TASK MATERIAL
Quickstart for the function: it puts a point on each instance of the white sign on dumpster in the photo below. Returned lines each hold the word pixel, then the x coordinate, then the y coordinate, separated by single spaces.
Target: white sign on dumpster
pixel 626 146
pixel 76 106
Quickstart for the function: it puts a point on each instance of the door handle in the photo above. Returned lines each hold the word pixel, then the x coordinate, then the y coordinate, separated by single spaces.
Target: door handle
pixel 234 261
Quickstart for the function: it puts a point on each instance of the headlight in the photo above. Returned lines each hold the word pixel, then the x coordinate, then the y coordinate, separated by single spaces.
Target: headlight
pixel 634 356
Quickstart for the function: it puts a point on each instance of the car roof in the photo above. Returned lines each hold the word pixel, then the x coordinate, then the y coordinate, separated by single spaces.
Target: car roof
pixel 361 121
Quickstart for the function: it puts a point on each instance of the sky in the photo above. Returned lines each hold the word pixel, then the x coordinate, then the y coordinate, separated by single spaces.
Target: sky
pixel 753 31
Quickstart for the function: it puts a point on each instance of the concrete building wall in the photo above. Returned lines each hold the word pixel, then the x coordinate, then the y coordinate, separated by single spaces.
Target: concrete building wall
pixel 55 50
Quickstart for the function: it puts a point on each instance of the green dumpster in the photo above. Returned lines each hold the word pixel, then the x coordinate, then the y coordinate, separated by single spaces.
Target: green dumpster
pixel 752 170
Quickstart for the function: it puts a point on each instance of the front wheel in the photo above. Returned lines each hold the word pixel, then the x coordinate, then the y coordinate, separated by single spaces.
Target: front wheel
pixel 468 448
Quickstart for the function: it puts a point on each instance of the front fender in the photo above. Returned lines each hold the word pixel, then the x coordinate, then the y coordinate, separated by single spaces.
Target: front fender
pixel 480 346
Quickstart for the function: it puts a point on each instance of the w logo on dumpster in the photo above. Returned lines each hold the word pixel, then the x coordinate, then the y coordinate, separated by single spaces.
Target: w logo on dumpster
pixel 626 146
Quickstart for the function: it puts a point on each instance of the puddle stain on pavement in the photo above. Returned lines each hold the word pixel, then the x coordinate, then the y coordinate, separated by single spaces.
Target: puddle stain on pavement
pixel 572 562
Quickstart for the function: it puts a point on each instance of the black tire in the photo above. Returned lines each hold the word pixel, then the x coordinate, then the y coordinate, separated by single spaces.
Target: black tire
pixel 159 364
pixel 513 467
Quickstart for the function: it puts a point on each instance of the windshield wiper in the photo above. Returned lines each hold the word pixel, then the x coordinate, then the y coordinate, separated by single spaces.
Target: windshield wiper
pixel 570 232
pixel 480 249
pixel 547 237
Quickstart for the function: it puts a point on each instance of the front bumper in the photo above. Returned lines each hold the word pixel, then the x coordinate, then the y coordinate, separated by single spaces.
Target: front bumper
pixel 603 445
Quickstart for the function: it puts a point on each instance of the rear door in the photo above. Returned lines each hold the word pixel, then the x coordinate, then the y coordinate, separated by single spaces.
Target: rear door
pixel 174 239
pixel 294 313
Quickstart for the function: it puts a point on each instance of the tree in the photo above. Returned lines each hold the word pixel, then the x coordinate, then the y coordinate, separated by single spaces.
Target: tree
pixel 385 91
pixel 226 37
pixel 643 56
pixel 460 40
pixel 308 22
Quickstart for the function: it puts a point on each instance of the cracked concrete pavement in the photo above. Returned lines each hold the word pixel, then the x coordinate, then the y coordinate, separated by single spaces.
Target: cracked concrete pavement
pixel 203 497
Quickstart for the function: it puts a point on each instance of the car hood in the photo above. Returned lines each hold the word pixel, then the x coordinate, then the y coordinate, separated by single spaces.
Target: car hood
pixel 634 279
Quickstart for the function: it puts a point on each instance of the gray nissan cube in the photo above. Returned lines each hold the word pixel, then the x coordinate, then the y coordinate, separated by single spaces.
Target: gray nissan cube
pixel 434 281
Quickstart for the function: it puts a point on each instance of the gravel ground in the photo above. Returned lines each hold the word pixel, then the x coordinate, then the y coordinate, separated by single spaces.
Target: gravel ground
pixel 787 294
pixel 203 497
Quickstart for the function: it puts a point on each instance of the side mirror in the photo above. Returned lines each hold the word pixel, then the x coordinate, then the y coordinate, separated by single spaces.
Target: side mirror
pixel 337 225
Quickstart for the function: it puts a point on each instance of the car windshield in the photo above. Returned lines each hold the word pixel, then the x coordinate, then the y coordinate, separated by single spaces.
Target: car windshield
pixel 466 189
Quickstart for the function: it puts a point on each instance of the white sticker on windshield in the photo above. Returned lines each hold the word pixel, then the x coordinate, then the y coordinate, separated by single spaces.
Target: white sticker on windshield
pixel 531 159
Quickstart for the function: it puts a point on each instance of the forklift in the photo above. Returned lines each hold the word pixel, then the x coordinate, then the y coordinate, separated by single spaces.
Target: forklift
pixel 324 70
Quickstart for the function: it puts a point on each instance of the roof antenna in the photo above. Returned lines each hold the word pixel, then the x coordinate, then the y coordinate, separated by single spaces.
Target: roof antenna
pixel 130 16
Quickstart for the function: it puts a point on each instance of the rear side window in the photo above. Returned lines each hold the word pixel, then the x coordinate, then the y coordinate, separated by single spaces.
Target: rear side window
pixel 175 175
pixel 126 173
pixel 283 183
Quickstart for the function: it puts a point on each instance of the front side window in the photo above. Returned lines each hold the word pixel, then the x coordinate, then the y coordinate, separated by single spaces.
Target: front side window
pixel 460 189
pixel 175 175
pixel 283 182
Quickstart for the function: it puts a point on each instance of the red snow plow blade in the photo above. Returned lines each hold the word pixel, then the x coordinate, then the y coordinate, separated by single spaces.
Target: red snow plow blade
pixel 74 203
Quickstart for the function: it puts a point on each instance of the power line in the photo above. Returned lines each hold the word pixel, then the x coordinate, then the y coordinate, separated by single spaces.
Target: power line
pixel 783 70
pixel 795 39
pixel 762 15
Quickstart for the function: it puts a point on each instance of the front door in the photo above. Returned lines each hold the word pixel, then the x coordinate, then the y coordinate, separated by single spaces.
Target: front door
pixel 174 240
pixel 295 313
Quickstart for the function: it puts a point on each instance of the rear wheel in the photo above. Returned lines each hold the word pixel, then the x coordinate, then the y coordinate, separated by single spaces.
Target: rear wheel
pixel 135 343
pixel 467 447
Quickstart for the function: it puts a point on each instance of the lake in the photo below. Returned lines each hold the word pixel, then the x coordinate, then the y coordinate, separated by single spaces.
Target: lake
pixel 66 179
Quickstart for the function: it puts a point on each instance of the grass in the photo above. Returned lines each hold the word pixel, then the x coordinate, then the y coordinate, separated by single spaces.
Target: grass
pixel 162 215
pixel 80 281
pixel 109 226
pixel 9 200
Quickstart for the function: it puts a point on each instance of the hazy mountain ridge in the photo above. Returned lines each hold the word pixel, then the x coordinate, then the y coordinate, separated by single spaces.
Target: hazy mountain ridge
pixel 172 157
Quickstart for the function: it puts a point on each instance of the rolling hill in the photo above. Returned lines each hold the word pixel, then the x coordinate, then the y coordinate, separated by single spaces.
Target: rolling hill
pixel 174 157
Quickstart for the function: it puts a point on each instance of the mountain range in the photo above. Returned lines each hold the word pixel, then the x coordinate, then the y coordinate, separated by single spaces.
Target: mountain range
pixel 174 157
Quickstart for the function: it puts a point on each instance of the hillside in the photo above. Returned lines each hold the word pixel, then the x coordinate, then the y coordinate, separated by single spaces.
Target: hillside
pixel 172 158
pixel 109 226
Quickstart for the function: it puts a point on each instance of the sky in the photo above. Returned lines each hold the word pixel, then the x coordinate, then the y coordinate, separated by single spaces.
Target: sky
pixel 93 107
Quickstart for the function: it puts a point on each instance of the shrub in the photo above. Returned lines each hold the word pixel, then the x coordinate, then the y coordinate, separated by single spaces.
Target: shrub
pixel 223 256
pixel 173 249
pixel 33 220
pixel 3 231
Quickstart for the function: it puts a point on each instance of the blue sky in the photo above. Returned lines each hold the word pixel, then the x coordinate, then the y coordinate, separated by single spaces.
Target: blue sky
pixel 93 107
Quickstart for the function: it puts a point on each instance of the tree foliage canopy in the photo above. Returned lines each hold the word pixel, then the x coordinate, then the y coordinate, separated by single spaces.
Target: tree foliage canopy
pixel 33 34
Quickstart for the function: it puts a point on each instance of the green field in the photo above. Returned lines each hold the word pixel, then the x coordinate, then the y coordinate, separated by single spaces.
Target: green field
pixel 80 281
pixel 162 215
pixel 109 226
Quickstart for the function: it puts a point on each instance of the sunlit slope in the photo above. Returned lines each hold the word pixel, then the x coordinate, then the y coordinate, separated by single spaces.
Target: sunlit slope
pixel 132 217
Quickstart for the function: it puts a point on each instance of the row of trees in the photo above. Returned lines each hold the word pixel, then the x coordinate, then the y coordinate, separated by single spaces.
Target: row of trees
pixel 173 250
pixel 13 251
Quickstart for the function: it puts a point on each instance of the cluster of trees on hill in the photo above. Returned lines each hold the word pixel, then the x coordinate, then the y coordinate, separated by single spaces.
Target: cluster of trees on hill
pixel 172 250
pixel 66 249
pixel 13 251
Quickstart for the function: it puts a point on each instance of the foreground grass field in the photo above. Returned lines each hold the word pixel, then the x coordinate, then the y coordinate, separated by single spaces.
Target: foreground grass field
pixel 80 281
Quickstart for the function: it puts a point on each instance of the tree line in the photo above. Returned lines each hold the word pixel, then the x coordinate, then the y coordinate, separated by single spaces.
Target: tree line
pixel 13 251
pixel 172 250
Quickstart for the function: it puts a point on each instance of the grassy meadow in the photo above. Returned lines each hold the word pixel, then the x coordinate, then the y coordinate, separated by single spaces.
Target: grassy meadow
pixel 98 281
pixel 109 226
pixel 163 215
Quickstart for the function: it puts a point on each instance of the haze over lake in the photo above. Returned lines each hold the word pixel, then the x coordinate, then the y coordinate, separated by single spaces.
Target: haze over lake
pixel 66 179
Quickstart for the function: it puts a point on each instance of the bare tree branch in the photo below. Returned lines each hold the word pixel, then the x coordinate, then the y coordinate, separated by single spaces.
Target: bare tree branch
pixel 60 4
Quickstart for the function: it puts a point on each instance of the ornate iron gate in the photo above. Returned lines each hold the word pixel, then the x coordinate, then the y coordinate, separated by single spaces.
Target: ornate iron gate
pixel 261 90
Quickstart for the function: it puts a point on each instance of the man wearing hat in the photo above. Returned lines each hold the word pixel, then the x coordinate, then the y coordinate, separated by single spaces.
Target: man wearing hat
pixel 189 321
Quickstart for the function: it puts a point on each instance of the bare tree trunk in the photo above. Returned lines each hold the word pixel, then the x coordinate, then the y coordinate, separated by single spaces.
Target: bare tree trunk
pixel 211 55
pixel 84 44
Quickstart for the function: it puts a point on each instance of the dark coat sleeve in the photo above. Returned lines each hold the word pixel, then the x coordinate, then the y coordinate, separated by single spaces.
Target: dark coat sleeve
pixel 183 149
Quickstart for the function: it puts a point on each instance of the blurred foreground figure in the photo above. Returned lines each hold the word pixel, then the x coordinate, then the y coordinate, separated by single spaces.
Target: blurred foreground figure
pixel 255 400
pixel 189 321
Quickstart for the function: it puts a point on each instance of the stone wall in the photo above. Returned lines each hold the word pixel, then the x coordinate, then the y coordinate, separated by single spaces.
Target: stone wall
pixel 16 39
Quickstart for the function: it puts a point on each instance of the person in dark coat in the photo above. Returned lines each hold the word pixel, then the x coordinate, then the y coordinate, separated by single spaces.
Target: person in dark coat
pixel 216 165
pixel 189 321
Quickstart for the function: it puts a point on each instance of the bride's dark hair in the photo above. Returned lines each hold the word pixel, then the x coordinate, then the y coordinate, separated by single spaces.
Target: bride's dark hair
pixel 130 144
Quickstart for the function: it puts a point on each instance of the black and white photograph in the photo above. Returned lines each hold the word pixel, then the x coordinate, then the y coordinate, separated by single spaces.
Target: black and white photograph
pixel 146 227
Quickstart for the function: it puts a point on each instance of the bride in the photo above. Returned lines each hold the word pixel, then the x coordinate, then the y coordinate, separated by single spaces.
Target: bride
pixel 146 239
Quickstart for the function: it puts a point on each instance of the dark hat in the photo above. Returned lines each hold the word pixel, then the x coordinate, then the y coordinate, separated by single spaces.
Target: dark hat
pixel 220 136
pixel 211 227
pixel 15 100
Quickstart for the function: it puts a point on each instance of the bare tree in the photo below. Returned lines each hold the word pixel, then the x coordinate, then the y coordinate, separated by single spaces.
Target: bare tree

WHAT YOU SHOULD DO
Above are the records; from them, give again exactly the lines from the one containing "of the cluster" to the one containing "of the grassy", both lines included, and nothing more.

OUTPUT FOR THIS TASK
Quickstart for the function: it puts a point on each instance of the cluster of trees on hill in the photo above. Returned lines each hold the word pixel, then the x coordinate, then the y coordinate, separated by single spaces.
Target: cluster of trees on hill
pixel 172 250
pixel 66 249
pixel 13 251
Quickstart for the function: it puts a point on each instance of the foreground grass field in the photo above. Returned lines each hold the word pixel, then the x coordinate, then the y coordinate, separated by single spaces.
Target: foreground grass field
pixel 80 281
Quickstart for the function: it puts a point on each instance of the tree line in the photo above. Returned lines each hold the word pixel, then the x coordinate, then the y coordinate, separated by single spaces.
Target: tree line
pixel 13 251
pixel 172 250
Quickstart for the function: it puts a point on each instance of the grassy meadow in the photo above. Returned lines each hold the word pixel, then the x coordinate, then the y coordinate, separated by single spaces.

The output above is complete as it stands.